## JOB
Report every line in the rows below that contains the string "query", copying each such line in full.

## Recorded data
======

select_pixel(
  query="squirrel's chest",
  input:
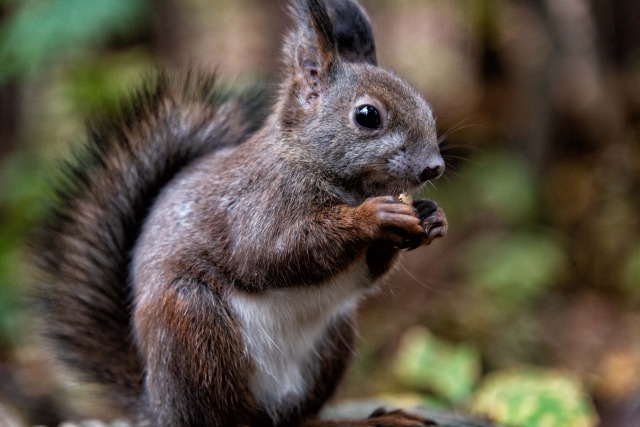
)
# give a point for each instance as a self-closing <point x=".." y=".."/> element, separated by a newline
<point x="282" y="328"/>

======

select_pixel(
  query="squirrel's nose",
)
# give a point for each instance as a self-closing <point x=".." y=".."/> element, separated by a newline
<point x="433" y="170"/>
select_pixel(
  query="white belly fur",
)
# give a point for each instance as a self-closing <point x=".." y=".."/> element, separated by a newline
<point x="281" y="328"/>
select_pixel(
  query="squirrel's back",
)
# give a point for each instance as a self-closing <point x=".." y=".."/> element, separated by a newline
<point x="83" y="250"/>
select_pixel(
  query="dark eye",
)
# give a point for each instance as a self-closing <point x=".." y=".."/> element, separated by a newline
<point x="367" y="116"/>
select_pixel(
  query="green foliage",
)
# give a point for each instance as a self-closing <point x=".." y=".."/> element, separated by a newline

======

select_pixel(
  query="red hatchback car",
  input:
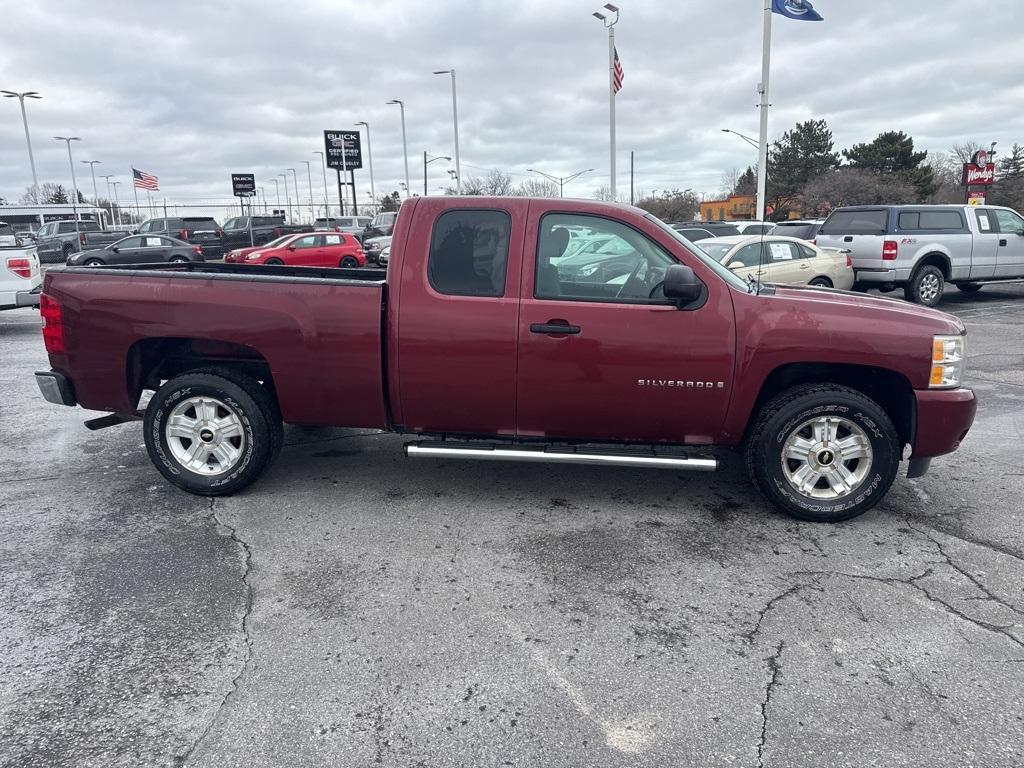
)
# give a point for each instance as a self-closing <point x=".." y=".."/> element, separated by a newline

======

## REPLY
  query="squirrel's chest",
  query="squirrel's nose",
  query="white belly fur",
  query="squirrel's back",
  query="dark eye",
  query="green foliage",
  query="red hatchback car",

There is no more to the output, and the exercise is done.